▶ _Extracted records_:
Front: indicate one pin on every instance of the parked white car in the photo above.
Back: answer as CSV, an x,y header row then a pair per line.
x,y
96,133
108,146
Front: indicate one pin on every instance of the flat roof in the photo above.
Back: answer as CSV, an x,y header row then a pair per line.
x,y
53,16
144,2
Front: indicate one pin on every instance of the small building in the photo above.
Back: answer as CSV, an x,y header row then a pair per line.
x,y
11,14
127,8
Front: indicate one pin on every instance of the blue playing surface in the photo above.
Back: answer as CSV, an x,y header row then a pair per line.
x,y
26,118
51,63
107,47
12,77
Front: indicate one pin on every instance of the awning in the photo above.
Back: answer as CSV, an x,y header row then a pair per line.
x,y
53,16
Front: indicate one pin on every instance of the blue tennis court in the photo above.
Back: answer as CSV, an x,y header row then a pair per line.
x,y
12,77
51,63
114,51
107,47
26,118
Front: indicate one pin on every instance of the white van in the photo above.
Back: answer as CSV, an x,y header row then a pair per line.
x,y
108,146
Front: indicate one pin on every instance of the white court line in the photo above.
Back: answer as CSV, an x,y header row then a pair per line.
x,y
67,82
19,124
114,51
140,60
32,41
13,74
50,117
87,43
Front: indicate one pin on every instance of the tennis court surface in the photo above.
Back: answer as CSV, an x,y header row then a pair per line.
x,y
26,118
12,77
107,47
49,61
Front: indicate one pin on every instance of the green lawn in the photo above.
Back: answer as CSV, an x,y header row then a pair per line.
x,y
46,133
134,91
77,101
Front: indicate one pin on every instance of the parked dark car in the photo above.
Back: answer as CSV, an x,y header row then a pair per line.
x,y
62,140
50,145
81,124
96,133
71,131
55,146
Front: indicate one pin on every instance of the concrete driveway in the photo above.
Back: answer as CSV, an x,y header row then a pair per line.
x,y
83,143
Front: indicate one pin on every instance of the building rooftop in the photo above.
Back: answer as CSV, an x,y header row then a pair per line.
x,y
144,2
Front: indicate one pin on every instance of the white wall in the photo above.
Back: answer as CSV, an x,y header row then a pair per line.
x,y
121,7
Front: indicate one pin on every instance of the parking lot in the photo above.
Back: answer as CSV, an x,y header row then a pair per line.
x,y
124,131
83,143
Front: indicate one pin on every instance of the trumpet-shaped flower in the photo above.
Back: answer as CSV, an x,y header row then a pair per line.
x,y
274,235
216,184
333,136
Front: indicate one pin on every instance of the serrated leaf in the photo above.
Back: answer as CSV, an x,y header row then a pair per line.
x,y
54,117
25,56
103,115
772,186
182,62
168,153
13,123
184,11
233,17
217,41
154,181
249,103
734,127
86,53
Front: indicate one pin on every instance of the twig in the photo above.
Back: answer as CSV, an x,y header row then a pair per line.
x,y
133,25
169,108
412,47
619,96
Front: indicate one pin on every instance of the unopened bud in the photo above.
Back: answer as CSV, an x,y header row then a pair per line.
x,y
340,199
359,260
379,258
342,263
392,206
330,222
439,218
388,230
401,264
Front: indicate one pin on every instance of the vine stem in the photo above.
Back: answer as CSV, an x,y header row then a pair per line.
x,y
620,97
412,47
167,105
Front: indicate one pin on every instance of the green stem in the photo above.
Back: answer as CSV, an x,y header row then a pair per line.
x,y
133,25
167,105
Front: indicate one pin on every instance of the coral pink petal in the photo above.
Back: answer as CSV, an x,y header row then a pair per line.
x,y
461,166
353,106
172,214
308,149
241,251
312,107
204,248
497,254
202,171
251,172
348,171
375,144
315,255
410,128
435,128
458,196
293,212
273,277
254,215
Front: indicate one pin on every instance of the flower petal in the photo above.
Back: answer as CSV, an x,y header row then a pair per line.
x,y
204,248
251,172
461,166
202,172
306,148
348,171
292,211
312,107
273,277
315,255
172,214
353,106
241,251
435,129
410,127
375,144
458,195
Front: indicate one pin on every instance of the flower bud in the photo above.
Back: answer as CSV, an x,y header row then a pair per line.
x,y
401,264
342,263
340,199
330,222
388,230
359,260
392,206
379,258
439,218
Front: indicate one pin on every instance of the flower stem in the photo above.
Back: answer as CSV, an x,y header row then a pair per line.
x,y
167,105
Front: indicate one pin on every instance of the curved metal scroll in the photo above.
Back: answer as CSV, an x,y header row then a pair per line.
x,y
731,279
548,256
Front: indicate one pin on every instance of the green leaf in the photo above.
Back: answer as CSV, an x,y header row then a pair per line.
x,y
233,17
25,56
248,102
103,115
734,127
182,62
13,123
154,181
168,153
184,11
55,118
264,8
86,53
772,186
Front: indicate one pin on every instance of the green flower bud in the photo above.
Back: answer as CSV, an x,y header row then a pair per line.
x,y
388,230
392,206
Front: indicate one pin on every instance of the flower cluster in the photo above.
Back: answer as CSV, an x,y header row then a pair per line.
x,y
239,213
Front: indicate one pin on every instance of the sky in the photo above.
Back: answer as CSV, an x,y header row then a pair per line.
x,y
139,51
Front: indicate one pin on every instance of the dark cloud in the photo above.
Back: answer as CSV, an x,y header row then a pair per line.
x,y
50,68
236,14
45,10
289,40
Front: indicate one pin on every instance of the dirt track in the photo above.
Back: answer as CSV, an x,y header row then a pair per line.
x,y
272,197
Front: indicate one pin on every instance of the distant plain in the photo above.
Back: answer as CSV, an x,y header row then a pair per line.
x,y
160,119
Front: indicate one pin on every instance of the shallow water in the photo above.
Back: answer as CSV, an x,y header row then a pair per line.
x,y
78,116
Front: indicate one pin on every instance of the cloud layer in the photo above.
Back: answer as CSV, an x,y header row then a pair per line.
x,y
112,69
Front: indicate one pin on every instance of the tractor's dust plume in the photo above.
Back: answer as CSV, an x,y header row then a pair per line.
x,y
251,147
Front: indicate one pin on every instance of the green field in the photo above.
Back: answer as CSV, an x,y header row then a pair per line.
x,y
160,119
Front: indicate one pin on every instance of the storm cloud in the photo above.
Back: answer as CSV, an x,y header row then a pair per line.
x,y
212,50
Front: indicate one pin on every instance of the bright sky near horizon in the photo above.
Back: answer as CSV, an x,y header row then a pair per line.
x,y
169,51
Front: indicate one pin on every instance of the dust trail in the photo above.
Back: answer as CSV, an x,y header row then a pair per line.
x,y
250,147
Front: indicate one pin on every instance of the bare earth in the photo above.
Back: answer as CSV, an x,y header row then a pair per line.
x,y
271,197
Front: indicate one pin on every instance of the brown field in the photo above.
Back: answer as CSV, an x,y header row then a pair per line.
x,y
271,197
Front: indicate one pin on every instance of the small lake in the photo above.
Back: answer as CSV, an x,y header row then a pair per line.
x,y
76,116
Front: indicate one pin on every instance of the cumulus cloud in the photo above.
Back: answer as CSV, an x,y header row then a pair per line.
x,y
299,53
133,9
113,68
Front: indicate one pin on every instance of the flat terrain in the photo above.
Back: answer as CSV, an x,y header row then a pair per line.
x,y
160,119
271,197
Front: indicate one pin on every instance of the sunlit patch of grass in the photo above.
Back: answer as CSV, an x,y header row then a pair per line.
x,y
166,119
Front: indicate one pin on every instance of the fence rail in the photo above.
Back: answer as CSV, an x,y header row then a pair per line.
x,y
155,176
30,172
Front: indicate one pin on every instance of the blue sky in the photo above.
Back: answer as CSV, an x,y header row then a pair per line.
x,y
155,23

▶ _What needs to be done_: Print all of the items above again, word for word and in the same order, from the first line through the last.

▶ _Task solution_:
Front: indicate one pin on every instance of the parked white car in the photo above.
Back: answer as CSV, an x,y header row then a pair per line.
x,y
96,133
108,146
Front: indicate one pin on every instance of the flat roof in the photo above.
Back: answer as CSV, an x,y header row then a pair per line.
x,y
53,16
144,2
Front: indicate one pin on every instance of the small building in the photo above.
Back: answer as CSV, an x,y header row then a pair per line.
x,y
11,14
127,8
Front: indicate one pin on every instance of the blue playing surface in the photo above.
Back: answer as CSV, an x,y header row then a pair per line.
x,y
26,118
51,63
107,47
12,77
Front: indicate one pin on every instance of the awning in the photo above.
Back: answer as CSV, an x,y header row then a pair per line.
x,y
53,16
Front: indicate one pin on every instance of the blue tennis court in the photo above.
Back: answer as CSV, an x,y header row then a pair per line.
x,y
12,77
51,63
114,51
107,47
26,118
Front: indicate one pin on every instance of the white van in the photo above.
Back: answer as CSV, an x,y header row then a pair per line.
x,y
108,146
Front: indicate one pin on every instance of the white court line in the photo above.
Back: answer as CSV, an x,y header row then a pair per line.
x,y
67,82
19,124
114,51
140,60
32,41
13,74
50,117
87,43
Front: indicate one pin on every instance of the tennis court surface in the photo above.
Back: answer as CSV, an x,y header row then a pair per line.
x,y
26,118
12,77
107,47
49,61
Front: indicate one pin on every instance of the green lawn in the photo above.
Back: answer as CSV, an x,y header row then a pair per line.
x,y
46,133
134,91
77,101
Front: indicate one pin on every instance of the parked dark car in the photo above.
Back: answer as CSV, an x,y header row then a pair per line.
x,y
62,140
50,145
81,124
96,133
71,131
55,146
Front: indicate one pin on every instance of the concrete driveway in the photo above.
Back: answer as CSV, an x,y header row then a pair per line.
x,y
83,143
Front: indicate one pin on every instance of the building rooftop in the photo above.
Back: answer as CSV, an x,y header row then a pair per line.
x,y
144,2
Front: indicate one pin on every instance of the white wall in the photo above.
Back: answer as CSV, an x,y header row then a pair per line.
x,y
121,7
Front: indicate one pin on every instance of the parking lot in the photo above.
Back: answer as CSV, an x,y header row then a pair per line.
x,y
124,131
83,143
Front: indicate one pin on every instance of the trumpet-shaped flower in the photo above.
Back: answer as CSV, an x,y header row then a pair per line.
x,y
274,235
216,184
333,136
Front: indicate one pin on every instance of the serrated leaf in the photo above.
Back: answer as CSV, an x,y header row then a pair per line.
x,y
54,117
25,56
103,115
772,186
182,62
168,153
13,123
184,11
233,17
217,41
154,181
249,103
734,127
86,53
Front: indicate one pin on every instance of the twig in the photo above.
Back: answer as CSV, an x,y header row then a pair per line.
x,y
133,25
169,108
412,47
619,96
Front: indicate one pin on every instance of the unopened bud in the photo above.
Back: answer as CSV, an x,y header row then a pair per line.
x,y
340,199
359,260
379,258
342,263
392,206
330,222
439,218
388,230
401,264
Front: indicate one pin on every instance of the vine stem in the photo above.
Back: answer as CSV, an x,y header row then a pair per line.
x,y
620,97
412,47
167,105
Front: indicate one pin on every instance of the green stem in the photo above.
Back: answer as CSV, an x,y header row then a pair per line.
x,y
133,25
167,105
Front: indicate one pin on every instance of the coral pink petal in the photo above.
Back: answer as CSV, an x,y header row then a pair per line.
x,y
461,166
353,106
172,214
308,149
241,251
312,107
204,248
497,254
202,171
251,172
348,171
375,144
315,255
410,128
435,128
458,196
293,212
273,277
254,215
Front: indicate one pin on every instance of the flower petal in the photo above.
Back: answer as CSV, an x,y header row then a pair per line.
x,y
204,248
251,172
461,166
202,172
306,148
348,171
292,211
312,107
273,277
315,255
172,214
353,106
241,251
435,129
410,127
375,144
458,195
Front: indicate one pin on every instance of the flower bud in the photo above.
Back: answer as CSV, an x,y header row then a pair per line.
x,y
401,264
342,263
340,199
330,222
388,230
359,260
392,206
379,258
439,218
Front: indicate one pin on every instance of the flower stem in the photo above.
Back: answer as CSV, an x,y header row then a pair per line.
x,y
167,105
Front: indicate one pin on every instance of the curved metal scroll in the photo above.
Back: answer as CSV, an x,y header row then a pair per line.
x,y
731,279
548,256
Front: indicate one pin on every instance of the green leaf in the photo above.
Back: answer as CSV, an x,y header row then a pair per line.
x,y
233,17
25,56
248,102
103,115
734,127
182,62
13,123
154,181
168,153
184,11
55,118
264,8
86,53
772,186
Front: indicate one pin on every instance of the green flower bud in the photo above.
Back: answer as CSV, an x,y header row then a pair per line.
x,y
388,230
392,206
Front: indicate one pin on every instance of the flower cluster in the photo above.
Back: answer as CSV, an x,y header row then a pair per line.
x,y
239,213
Front: indicate one pin on every instance of the sky in the photo above.
Back: answer as CSV, an x,y header row then a pair per line.
x,y
139,51
Front: indicate one pin on every instance of the dark cloud in the photo above.
Back: answer as CSV, an x,y header row then a pair per line.
x,y
50,68
236,14
45,10
289,40
Front: indicate one pin on every instance of the dirt track in the photo above.
Back: answer as CSV, an x,y header row then a pair per line.
x,y
272,197
Front: indicate one pin on every instance of the distant plain in the photo above.
Back: answer as CSV, an x,y header row then a pair per line.
x,y
160,119
Front: indicate one pin on every instance of the shallow water in the photo above.
Back: answer as CSV, an x,y header row then a pair per line.
x,y
78,116
Front: indicate one pin on every instance of the cloud layer in the photo above.
Back: answer as CSV, an x,y header row then a pair per line.
x,y
112,69
Front: indicate one pin on every instance of the tractor's dust plume in the photo above.
Back: answer as CSV, an x,y header row then a pair per line.
x,y
251,147
Front: indicate one pin on every instance of the green field in the photo above.
Back: answer as CSV, an x,y header row then a pair per line.
x,y
160,119
Front: indicate one pin on every instance of the storm cloud in the photo above.
Back: answer as CSV, an x,y header row then a pair per line.
x,y
212,50
Front: indicate one pin on every instance of the bright sky near horizon in the photo above.
Back: answer as CSV, an x,y header row then a pair per line.
x,y
169,51
Front: indicate one pin on every instance of the dust trail in the photo above.
Back: answer as CSV, an x,y header row then a pair per line.
x,y
250,147
Front: indicate one pin on every instance of the bare earth in the photo above.
Back: answer as CSV, an x,y header row then a pair per line.
x,y
271,197
Front: indicate one pin on every instance of the brown field in the photo above.
Back: answer as CSV, an x,y header row then a pair per line.
x,y
271,197
Front: indicate one pin on every instance of the small lake in the photo above.
Back: answer as CSV, an x,y header row then a pair per line.
x,y
76,116
Front: indicate one pin on every instance of the cumulus cloud in the photo above.
Back: answer as CSV, an x,y header row then a pair per line.
x,y
299,53
133,9
113,68
Front: indicate one pin on every instance of the flat terrain in the photo above.
Back: answer as CSV, an x,y header row then a pair per line.
x,y
160,119
271,197
Front: indicate one pin on every instance of the sunlit patch of grass in the photo above.
Back: answer as CSV, an x,y header row then a pair per line.
x,y
166,119
Front: indicate one pin on every instance of the fence rail in the photo above.
Back: answer as CSV, an x,y header row then a pair per line.
x,y
155,176
30,172
Front: indicate one pin on every instance of the blue sky in the photo above.
Back: answer as CSV, an x,y header row then a pair per line.
x,y
155,23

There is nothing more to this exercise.